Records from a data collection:
------------------------------------

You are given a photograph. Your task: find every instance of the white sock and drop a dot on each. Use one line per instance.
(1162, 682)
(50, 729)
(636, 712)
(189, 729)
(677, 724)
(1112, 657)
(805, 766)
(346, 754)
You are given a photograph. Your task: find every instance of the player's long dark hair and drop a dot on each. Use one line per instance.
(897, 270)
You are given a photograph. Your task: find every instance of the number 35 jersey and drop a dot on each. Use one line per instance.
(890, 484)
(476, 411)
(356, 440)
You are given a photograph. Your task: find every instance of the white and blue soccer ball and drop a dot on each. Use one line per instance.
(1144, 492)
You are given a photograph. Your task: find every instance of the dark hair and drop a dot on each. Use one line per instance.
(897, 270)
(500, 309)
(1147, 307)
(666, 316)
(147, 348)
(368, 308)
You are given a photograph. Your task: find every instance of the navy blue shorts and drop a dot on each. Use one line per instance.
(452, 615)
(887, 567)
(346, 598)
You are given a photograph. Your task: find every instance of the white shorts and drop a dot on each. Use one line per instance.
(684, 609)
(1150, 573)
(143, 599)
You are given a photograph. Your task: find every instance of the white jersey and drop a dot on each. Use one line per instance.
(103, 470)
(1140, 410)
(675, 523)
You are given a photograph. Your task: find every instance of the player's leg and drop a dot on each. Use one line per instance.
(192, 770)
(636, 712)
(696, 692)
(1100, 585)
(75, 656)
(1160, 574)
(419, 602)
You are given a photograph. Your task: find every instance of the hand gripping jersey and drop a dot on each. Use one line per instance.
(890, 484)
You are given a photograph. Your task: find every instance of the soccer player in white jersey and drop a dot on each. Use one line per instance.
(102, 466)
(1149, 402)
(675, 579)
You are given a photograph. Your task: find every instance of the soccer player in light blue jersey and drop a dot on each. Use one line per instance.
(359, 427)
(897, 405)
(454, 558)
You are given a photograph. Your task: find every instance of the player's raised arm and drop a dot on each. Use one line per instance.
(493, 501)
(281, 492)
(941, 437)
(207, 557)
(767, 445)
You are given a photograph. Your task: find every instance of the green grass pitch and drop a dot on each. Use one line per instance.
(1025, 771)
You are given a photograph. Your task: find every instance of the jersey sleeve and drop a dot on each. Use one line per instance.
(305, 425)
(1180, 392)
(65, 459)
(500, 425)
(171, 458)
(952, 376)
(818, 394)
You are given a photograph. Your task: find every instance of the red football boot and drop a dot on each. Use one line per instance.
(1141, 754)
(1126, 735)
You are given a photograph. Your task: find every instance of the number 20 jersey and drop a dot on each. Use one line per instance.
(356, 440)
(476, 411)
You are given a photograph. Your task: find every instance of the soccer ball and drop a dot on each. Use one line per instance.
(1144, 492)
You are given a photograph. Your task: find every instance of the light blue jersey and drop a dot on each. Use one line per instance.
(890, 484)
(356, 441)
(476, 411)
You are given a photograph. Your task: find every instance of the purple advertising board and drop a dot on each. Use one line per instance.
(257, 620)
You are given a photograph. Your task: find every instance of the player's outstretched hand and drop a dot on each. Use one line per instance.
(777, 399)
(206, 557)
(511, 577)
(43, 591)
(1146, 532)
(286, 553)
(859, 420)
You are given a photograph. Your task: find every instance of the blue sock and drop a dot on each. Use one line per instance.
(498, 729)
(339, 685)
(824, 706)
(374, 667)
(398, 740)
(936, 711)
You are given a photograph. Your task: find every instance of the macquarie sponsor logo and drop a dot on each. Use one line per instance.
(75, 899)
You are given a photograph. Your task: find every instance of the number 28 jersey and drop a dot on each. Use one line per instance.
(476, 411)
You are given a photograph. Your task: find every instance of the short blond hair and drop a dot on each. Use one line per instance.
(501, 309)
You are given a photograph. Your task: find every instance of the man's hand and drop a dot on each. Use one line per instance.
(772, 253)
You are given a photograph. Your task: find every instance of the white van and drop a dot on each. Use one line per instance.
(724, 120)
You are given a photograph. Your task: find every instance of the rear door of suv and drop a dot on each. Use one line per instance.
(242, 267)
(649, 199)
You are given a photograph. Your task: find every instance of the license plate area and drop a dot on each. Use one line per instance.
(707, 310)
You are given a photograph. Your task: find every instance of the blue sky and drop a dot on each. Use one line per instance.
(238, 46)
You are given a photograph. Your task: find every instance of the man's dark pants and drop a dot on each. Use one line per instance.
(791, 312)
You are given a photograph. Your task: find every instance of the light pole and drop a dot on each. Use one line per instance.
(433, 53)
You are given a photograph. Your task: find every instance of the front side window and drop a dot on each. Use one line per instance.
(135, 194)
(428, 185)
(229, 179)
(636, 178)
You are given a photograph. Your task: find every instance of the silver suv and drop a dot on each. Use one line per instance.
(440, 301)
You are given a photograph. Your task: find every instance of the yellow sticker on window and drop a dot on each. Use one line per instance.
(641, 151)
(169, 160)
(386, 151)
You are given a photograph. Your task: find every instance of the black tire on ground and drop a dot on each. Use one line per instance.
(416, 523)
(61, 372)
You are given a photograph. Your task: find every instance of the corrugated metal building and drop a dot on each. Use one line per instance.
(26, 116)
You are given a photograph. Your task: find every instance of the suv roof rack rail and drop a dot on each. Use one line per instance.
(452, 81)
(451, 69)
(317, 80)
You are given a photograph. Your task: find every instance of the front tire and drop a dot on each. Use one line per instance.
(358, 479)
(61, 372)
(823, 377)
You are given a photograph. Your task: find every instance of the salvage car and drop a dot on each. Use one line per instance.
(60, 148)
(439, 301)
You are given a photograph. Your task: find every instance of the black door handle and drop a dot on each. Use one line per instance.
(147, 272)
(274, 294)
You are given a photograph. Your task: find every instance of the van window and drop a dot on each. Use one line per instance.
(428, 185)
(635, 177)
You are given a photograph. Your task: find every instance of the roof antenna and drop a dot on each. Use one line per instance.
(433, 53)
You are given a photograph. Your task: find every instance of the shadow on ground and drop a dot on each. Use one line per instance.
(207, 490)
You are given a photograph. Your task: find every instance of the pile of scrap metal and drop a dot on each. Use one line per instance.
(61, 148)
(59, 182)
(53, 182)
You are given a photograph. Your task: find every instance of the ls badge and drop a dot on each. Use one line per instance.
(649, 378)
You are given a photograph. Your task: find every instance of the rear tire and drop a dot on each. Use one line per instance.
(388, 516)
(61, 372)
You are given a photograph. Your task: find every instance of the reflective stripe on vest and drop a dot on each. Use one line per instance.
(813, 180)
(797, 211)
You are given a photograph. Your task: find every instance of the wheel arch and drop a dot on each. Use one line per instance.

------------------------------------

* Aim of the exercise *
Repeat the whole listing exactly, keeping every line intact.

* Final result *
You are given a photograph. Your task: find every instance of the white sock and drop a dot on each. Use one line per instance.
(1162, 682)
(50, 729)
(636, 712)
(189, 729)
(677, 724)
(1112, 657)
(805, 766)
(346, 754)
You are given a photograph. Your task: find every instance of the player's long dark hair and drop a dot on each. Use one line per instance.
(897, 270)
You are given a photograph. Your task: find every instance of the number 35 jersey and drop a dot on each. Use one line per instance.
(890, 484)
(476, 411)
(356, 440)
You are given a photograph. Your task: find every instance of the white and blue soccer ball and drop a dot on each. Use one line per instance.
(1144, 492)
You are given a photograph. Your task: find every instance of the dark hair and drop a dot on each. Use one line per instance.
(897, 270)
(500, 309)
(1147, 307)
(666, 316)
(147, 348)
(368, 308)
You are given a photograph. Your task: find every instance of the navy blue shorts and drop a dot on each. Use one line per instance.
(452, 615)
(887, 567)
(346, 598)
You are given a photograph. Your task: find every instance of the white shorts and drop a dot on each. Use one line per instance.
(684, 609)
(1150, 573)
(143, 599)
You are given a photograph. Your task: find every instance of the white jersey and drop a dot on each. Use one line per instance.
(103, 470)
(1140, 410)
(675, 523)
You are given a photograph. Your task: find every instance of the player's leg and drop a dot on each. Use one line per instance.
(192, 770)
(636, 712)
(696, 692)
(1100, 585)
(75, 656)
(1160, 574)
(419, 602)
You are given a photograph. Your task: find every instance of the hand gripping jersey and drop a dot on each. Use one line per instance.
(890, 484)
You are given a photograph. Your task: find every instance of the soccer player in white jersey and drop a dot on each. Use one line per instance.
(102, 466)
(1149, 402)
(675, 579)
You are given a photograph. Your task: find every instance of the soccer player in light blue jersey and drop a dot on each. Use one line per instance.
(359, 427)
(897, 405)
(454, 558)
You are given a photograph. Your task: find every instance of the player's raised arm and drop a dot on each. Use one line per instance.
(493, 501)
(281, 492)
(941, 437)
(207, 557)
(767, 445)
You are given a photograph. Your task: find every instance of the green grass pitch and drop a dot on each. Use one line per instance.
(1025, 771)
You are given a photograph. Your task: find every instance of the jersey sleeve and drop a dot on each. Use one line per instance.
(305, 425)
(1180, 392)
(65, 459)
(500, 425)
(171, 458)
(952, 376)
(818, 394)
You are given a photograph. Your task: find every instance of the red football boot and drop a dot on each. Use one line per instance.
(1141, 754)
(1126, 735)
You are given a photograph. Your task: find every instance of the number 20 jersey and drop a dot on each. Use one line per instance.
(356, 440)
(476, 411)
You are given a photograph. Your task: find every instance of the soccer ball and drop a dot on each. Use one line per instance.
(1144, 492)
You are given a photograph. Your task: find every instance of the light blue jersey and drop a dot on each. Use one line per instance.
(890, 484)
(356, 441)
(476, 411)
You are given a photograph. Your task: find every instance of the purple advertising board and drop a dot on each. Use one line per instance.
(257, 620)
You are given a photograph. Your task: find every instance of the player's outstretched hand and drop a dot on each. Use one line per instance.
(777, 399)
(206, 557)
(511, 577)
(43, 591)
(1146, 532)
(286, 553)
(859, 420)
You are given a photograph. Your task: find every instance of the blue sock and drop a dot on each. Use one line per instance.
(498, 729)
(339, 685)
(824, 706)
(374, 667)
(398, 740)
(936, 711)
You are given a photograph. Your task: find every instance of the macquarie sponsor logo and drop a dot on each. Use one line per instance.
(75, 899)
You are given a photograph. Your task: find every instance of the number 28 jersey and drop a dot on each. Use one line per instance.
(476, 411)
You are given a photograph. Your task: find every instance of the short blond hair and drop a dot on each. Use one line per instance.
(501, 309)
You are given a photograph. Your task: find every instance of the man's hand and drop a dot on each. Use one line per instance.
(772, 253)
You are given a photograph. Your task: find every instance of the white van and drop a dot on each. Use one line per instance.
(724, 120)
You are given a photograph. Your task: find every instance of the rear door of suv and drop a dot on each. Use one line per instance.
(242, 267)
(649, 199)
You are given a photograph. Your task: find every instance of the license plate area and drop a dot on each. Use one line per instance.
(707, 310)
You are given a photograph. Your task: find every instance of the blue sky and drop a dot on each. Use one line per instance.
(238, 46)
You are given a photograph. Your task: find every instance of the man's dark pants and drop a dot on each. Use one line per instance.
(791, 312)
You are given a photograph. Your task: find every instance of the light pole and drop a dot on each. Use one line per instance.
(433, 53)
You are given a photograph. Your task: find every instance of the front side window and drop a dot on each. Use one line per instance.
(135, 194)
(428, 185)
(229, 179)
(636, 178)
You are given a photograph. Your task: find every instance of the silver suv and drop a dot on each. Use one line per instance.
(440, 301)
You are given a photograph. Your task: find every instance of the yellow sticker on window and drop a dot on each. Use one line per instance.
(641, 151)
(169, 160)
(386, 151)
You are given a photograph. Your task: find every instance of the black tire on ground and drop a dot on each. Use one line per instance.
(416, 523)
(61, 372)
You are given a photograph. Your task: find every instance of the corrugated metal building and drop a dot on each. Use one line per instance.
(26, 116)
You are given a photograph. Your task: find every instance of the suv roof rack rail and drop a dot on each. Use one line per instance.
(452, 81)
(451, 69)
(317, 80)
You are given a photograph. Your task: find every instance of the front tire and drop a dot on each. Use one line per instance.
(358, 479)
(61, 372)
(823, 377)
You are given a photograph. Your task: find every instance of the salvage car and drop a dot on each. Use one line per instance.
(60, 148)
(439, 301)
You are given a photograph. Your task: find every instance of the black door handle and drop a dot on each. Use one line per instance.
(147, 272)
(274, 294)
You are given a photograph. Your task: find every instance of the van window and drop a dot on each. Use one line per instance.
(428, 185)
(635, 177)
You are given a photograph. Your task: find every instance of the roof antenna and drop a dot on each. Use one line per instance.
(433, 53)
You are given a photograph. Your task: find every instance of the shadow on ground and drop a dot on each. Use one line per instance.
(207, 490)
You are given a photograph. Your task: find every instance of the pile of scrap metal and drop a dot on each. Use one line per instance.
(61, 148)
(59, 182)
(53, 182)
You are given a photograph. Your task: find every instance of the ls badge and drop a dot on each. Use one line per instance.
(649, 378)
You are given a photograph. Your task: find every instance of the rear tire and drop a dot on each. Use one line per instance.
(388, 516)
(61, 372)
You are given a photograph. Your task: find every instance of the reflective stripe on vest and drop a dot on each. Use one line per instance.
(813, 180)
(797, 211)
You are given a photograph. Your task: find every instance of the wheel arch and drop a dot on each. Use one line per instance.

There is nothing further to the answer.